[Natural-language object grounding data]
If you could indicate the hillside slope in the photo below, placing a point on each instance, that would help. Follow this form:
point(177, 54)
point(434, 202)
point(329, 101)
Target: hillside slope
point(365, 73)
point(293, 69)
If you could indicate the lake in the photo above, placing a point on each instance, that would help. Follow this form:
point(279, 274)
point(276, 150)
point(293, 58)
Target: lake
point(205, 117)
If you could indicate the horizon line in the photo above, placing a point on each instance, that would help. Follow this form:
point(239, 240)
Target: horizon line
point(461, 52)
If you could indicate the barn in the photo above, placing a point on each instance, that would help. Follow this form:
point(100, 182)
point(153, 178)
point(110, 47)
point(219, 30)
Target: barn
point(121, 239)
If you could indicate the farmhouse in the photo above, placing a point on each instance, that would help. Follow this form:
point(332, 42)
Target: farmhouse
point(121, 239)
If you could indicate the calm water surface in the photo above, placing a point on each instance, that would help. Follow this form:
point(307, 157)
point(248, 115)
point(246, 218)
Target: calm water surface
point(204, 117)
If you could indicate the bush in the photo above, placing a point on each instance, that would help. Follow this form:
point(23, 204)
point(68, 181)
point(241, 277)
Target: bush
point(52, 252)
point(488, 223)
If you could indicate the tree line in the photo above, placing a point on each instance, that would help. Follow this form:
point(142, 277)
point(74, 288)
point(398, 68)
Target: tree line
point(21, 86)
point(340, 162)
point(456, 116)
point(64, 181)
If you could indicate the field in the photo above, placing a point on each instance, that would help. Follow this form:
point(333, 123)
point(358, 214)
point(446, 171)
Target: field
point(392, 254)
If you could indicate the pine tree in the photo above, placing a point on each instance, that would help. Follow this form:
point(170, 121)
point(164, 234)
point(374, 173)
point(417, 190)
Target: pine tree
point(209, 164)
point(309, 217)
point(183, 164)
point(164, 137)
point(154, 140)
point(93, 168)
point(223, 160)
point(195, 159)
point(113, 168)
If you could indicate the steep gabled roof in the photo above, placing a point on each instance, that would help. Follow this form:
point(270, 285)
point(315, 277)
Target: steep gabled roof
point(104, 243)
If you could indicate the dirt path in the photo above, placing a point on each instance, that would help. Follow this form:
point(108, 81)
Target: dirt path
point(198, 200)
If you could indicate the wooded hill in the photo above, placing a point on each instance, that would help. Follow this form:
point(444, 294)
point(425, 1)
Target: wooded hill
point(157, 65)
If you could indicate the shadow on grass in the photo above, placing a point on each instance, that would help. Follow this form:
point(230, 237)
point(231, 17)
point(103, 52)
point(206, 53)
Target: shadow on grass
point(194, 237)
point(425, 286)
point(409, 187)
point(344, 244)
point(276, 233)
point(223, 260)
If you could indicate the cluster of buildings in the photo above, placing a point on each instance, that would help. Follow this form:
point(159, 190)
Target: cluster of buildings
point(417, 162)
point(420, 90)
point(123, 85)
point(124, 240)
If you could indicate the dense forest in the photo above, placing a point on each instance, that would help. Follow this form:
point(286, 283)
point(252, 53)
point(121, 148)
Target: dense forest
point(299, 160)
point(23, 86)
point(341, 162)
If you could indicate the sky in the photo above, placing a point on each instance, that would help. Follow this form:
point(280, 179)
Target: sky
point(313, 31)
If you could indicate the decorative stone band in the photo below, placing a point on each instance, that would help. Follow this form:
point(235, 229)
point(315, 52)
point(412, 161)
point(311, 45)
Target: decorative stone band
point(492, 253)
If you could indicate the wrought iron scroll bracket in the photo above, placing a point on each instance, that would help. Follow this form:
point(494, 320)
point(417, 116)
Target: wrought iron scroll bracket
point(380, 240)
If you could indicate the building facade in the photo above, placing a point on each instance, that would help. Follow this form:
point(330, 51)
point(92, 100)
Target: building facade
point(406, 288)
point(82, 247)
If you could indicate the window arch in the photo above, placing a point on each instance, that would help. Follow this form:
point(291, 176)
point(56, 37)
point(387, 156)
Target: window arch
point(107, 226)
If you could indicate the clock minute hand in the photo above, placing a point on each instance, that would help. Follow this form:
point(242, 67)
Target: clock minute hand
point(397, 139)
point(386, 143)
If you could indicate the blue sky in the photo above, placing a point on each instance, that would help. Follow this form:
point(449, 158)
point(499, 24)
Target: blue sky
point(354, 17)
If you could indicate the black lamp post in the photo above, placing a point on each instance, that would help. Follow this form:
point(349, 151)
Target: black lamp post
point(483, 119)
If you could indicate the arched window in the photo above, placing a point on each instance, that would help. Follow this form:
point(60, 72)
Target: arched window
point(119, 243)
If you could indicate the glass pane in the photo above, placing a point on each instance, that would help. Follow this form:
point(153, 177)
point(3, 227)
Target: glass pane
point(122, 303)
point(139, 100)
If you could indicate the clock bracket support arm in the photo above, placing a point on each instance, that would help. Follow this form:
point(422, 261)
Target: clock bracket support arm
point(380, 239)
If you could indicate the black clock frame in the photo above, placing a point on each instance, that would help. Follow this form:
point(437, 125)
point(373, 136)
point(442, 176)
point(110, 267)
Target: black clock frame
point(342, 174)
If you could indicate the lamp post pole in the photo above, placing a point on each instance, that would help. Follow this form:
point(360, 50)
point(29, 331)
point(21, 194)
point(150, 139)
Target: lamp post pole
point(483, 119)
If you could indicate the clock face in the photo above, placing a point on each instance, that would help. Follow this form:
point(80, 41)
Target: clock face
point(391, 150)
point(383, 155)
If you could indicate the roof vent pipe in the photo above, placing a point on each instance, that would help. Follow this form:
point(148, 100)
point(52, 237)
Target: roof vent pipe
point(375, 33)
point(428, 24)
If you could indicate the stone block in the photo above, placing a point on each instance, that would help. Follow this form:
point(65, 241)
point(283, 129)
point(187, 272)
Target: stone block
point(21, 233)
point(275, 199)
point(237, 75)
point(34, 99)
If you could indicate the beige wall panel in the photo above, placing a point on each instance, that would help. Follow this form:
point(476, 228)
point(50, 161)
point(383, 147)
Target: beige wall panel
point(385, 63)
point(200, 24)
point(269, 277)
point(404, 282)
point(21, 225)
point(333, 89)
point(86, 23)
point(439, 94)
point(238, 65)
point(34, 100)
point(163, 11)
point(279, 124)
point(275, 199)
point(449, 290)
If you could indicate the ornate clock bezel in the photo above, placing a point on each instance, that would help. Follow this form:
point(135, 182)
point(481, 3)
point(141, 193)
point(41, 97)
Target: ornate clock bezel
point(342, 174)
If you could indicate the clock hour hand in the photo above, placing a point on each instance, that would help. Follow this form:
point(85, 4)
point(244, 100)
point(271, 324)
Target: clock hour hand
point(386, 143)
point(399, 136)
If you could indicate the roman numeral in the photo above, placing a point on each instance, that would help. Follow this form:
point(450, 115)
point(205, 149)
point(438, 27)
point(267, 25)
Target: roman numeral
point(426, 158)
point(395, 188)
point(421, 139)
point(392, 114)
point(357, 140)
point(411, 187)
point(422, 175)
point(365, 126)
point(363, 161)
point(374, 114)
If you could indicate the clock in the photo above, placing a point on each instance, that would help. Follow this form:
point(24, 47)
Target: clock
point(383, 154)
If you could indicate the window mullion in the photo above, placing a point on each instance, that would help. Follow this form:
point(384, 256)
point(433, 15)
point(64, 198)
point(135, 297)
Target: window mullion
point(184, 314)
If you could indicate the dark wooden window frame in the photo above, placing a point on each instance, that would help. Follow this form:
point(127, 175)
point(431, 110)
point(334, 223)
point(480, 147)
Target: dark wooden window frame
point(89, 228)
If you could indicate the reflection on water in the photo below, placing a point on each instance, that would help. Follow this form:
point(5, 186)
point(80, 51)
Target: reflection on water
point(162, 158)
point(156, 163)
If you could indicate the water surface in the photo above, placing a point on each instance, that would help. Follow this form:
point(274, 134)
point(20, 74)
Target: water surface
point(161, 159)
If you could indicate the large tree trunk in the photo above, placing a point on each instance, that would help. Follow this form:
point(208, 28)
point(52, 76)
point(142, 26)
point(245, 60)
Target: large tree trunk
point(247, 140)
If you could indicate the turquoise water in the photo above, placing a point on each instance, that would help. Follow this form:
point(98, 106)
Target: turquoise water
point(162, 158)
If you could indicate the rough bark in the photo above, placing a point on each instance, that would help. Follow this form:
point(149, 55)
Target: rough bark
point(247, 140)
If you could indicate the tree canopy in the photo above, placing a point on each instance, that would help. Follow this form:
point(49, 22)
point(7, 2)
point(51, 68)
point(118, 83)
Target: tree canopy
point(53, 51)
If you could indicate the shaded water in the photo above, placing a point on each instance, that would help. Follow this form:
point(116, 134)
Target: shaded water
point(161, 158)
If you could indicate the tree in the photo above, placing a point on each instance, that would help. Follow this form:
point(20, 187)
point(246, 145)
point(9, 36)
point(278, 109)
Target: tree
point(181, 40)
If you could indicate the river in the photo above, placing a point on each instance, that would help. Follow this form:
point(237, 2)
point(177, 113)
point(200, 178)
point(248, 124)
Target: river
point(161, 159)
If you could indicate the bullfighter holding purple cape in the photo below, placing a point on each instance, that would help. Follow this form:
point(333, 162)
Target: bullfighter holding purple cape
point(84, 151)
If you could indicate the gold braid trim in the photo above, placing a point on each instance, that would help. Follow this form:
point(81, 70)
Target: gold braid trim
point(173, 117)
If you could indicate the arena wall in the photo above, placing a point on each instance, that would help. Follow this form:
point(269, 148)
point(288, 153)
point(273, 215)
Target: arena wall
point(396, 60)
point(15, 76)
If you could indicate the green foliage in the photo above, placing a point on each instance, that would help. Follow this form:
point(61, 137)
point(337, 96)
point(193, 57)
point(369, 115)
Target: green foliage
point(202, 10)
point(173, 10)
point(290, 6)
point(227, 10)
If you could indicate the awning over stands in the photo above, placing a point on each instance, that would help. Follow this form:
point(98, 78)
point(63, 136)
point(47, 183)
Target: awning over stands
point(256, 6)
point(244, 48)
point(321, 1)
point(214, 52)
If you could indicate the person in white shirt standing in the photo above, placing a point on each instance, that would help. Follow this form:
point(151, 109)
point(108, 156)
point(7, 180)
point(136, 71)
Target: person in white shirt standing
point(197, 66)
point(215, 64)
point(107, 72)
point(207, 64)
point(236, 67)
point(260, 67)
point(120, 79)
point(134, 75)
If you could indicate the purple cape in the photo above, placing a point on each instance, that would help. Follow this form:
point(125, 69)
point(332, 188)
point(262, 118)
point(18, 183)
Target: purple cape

About this exercise:
Looking at the data above, return every line from the one with "point(433, 15)" down to the one with "point(49, 22)", exactly and inclusively.

Task result:
point(433, 15)
point(64, 198)
point(135, 297)
Target: window mullion
point(184, 314)
If you could indicate the dark wooden window frame in the photo above, placing a point on each instance, that would help. Follow this form:
point(127, 175)
point(431, 110)
point(334, 223)
point(480, 147)
Target: dark wooden window frame
point(89, 228)
If you could indicate the reflection on water in the photo below, placing a point on each instance, that would help. Follow this form:
point(5, 186)
point(80, 51)
Target: reflection on water
point(162, 158)
point(156, 163)
If you could indicate the water surface in the photo above, placing a point on each instance, that would help. Follow this form:
point(274, 134)
point(20, 74)
Target: water surface
point(161, 159)
If you could indicate the large tree trunk in the photo above, placing a point on each instance, that would help. Follow this form:
point(208, 28)
point(52, 76)
point(142, 26)
point(245, 60)
Target: large tree trunk
point(247, 140)
If you could indicate the turquoise water in the photo above, placing a point on each instance, that would help. Follow this form:
point(98, 106)
Target: turquoise water
point(162, 158)
If you could indicate the rough bark in the photo above, placing a point on each instance, that would help. Follow this form:
point(149, 55)
Target: rough bark
point(247, 140)
If you could indicate the tree canopy in the photo above, placing a point on each instance, that would help. Follow this form:
point(49, 22)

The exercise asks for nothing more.